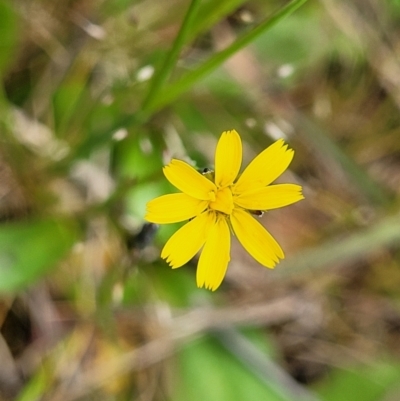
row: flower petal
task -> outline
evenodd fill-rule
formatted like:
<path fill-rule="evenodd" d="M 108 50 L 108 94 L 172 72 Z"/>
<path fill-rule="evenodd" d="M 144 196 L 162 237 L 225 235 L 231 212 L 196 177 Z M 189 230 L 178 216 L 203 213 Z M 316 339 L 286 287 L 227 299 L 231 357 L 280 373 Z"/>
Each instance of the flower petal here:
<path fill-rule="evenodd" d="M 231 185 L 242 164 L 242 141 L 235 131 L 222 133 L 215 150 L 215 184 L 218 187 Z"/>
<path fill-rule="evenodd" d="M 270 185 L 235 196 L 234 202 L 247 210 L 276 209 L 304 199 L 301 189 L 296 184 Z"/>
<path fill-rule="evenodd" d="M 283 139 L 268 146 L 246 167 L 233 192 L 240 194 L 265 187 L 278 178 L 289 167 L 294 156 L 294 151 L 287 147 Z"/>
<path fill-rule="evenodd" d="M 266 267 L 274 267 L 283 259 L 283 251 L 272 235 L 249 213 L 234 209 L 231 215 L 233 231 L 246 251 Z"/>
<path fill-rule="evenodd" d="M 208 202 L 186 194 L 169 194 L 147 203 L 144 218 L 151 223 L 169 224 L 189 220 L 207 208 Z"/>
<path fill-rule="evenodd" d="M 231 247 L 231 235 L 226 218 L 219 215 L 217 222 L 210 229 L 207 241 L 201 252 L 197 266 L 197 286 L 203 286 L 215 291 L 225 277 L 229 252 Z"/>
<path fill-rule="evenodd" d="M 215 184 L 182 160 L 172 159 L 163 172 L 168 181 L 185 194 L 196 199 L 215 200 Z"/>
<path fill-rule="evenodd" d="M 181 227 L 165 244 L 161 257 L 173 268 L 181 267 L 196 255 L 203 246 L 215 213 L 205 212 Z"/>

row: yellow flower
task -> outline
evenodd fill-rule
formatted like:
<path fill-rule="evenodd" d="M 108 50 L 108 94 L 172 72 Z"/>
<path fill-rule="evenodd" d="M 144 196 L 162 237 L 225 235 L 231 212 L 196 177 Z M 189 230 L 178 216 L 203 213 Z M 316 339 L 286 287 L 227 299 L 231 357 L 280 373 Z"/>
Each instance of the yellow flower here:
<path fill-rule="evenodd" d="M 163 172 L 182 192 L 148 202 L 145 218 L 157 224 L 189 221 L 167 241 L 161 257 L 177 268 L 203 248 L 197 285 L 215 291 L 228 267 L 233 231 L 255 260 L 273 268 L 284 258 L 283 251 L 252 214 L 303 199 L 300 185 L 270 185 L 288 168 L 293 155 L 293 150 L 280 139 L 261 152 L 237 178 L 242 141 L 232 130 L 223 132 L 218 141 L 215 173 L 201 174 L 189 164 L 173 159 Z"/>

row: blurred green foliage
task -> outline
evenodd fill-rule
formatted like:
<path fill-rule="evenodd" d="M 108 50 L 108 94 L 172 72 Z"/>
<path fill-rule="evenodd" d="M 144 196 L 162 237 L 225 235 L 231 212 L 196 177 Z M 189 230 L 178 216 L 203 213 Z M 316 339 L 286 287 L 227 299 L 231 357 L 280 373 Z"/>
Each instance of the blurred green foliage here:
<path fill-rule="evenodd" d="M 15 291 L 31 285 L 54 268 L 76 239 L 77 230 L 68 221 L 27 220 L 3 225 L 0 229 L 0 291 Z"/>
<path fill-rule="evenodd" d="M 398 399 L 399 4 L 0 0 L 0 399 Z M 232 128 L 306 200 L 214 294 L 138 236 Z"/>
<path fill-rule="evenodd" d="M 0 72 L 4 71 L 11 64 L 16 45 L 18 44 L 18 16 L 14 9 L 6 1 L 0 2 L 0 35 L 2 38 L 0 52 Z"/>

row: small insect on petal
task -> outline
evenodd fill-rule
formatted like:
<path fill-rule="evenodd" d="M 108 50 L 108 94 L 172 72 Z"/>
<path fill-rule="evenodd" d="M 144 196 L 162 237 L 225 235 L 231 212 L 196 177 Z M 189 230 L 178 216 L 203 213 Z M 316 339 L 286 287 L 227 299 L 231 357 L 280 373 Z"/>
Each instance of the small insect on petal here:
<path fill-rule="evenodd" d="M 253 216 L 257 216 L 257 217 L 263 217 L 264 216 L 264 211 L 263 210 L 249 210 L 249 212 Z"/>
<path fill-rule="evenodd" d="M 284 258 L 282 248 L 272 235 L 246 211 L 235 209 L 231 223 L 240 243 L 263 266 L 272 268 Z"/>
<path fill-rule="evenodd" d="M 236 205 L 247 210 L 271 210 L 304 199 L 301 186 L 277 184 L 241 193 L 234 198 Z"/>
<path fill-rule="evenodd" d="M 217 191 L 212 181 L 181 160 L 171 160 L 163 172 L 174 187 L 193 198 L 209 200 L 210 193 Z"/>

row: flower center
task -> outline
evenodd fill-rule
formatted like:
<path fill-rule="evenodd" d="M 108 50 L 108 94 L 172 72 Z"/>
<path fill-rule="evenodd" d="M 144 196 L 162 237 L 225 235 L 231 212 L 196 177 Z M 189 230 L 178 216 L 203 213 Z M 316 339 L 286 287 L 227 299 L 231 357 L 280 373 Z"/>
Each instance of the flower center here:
◆ ◆ ◆ ◆
• **What is being asked**: Take each line above that contains "center" and copy it out.

• **Answer space**:
row: flower center
Each instance of the flower center here:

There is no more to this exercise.